*** Records for this exercise Section Begins ***
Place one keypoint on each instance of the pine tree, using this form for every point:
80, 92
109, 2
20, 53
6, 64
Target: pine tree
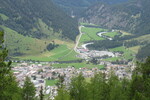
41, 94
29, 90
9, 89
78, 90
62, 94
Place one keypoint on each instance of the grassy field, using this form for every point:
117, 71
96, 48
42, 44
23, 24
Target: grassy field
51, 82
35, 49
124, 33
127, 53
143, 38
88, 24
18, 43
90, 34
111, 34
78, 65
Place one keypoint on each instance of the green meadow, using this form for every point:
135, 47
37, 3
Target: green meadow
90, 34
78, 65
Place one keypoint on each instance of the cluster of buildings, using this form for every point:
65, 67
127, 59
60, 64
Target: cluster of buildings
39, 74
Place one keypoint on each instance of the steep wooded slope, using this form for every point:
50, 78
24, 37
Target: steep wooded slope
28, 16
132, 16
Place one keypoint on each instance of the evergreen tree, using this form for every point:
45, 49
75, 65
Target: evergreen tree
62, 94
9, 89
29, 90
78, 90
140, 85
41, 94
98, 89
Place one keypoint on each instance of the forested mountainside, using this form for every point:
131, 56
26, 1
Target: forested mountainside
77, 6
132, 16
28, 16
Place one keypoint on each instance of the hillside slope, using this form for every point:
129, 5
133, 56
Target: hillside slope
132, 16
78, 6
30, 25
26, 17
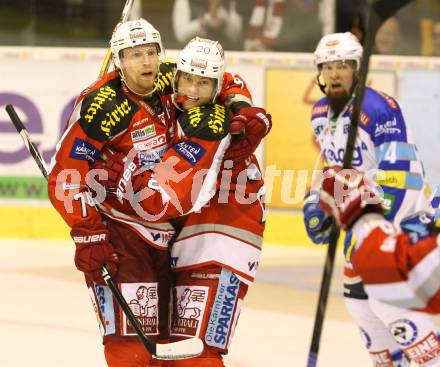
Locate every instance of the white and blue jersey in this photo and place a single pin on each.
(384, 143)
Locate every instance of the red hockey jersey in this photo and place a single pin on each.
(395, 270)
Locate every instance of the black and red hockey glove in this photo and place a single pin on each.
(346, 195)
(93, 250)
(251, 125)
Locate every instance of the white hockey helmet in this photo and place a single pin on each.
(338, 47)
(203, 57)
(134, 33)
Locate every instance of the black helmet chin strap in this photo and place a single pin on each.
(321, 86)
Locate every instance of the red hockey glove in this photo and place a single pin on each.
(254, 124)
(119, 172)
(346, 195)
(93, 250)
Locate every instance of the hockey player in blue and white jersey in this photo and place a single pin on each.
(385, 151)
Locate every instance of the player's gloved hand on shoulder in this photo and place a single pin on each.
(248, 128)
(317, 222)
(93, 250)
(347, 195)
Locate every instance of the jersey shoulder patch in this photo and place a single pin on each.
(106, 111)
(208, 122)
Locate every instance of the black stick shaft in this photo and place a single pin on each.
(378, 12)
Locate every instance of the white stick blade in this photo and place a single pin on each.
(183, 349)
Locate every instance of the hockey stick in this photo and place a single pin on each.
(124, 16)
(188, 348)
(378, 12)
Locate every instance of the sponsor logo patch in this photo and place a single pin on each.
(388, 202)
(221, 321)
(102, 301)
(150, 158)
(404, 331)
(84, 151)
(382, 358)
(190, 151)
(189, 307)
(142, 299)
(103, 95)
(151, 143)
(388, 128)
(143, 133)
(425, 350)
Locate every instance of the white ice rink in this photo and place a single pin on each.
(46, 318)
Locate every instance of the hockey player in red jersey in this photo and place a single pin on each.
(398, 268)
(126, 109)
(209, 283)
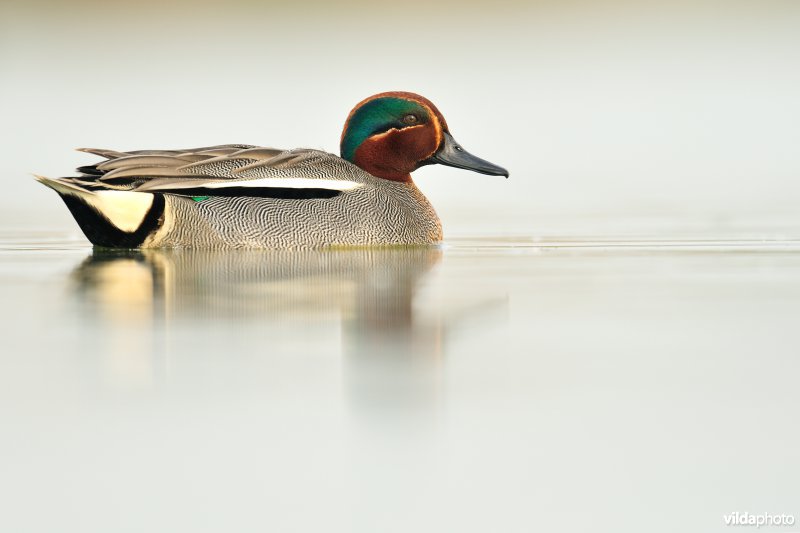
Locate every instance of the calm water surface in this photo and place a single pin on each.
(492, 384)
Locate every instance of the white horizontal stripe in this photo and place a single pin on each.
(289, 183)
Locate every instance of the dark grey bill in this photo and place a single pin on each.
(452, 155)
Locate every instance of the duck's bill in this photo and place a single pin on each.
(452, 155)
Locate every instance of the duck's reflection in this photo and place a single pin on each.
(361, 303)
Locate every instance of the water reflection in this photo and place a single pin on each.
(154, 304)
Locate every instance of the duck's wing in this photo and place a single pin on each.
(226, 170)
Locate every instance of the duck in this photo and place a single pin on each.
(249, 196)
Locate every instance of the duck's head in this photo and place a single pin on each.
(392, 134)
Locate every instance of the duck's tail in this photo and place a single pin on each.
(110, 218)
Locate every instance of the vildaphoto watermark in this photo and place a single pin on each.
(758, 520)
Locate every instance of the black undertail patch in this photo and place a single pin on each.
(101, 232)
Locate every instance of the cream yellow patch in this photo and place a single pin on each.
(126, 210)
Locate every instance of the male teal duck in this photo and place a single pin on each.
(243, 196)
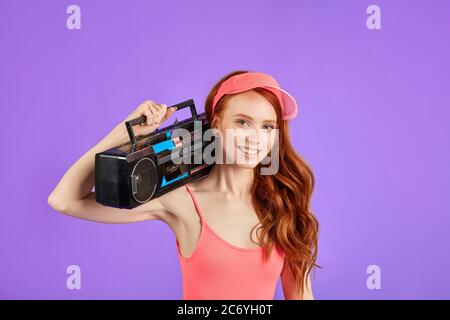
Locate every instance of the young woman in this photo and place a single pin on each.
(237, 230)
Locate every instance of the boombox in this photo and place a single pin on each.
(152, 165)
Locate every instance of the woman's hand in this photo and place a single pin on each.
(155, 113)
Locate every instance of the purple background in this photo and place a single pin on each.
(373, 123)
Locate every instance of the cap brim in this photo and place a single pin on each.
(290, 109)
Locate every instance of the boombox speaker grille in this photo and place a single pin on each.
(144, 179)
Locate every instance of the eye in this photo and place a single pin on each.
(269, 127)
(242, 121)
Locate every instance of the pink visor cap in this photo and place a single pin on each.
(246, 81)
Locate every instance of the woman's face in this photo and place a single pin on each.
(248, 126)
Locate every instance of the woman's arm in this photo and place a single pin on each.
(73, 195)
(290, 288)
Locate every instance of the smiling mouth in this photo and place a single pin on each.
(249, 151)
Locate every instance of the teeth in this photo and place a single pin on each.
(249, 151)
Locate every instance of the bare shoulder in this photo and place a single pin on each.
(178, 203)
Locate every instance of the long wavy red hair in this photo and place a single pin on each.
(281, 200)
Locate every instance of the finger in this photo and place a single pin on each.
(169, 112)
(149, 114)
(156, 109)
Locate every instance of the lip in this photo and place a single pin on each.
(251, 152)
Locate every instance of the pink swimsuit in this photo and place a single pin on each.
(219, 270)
*** Records for this exercise Section Ends ***
Try it:
The word "using" appears in some lines of the data. Copy every one of those lines.

Finished task:
Place one keypoint on each instance of the pine tree, using this form for every point:
Place one keypoint on each instance of the grassy field, using this form for every point:
Place one keypoint on each instance of the green meadow, using this form for every point:
Place one keypoint on each instance of the cluster of buildings, using this form for every point:
Place one keypoint on each instance of the steep wooded slope, using this form for every point:
Place one keypoint on each instance of the evergreen tree, using this form for every point:
Place one keypoint on each instance of the forested mountainside, using this form for every point:
Place one keypoint on each instance of the hillside slope, using this form for every point:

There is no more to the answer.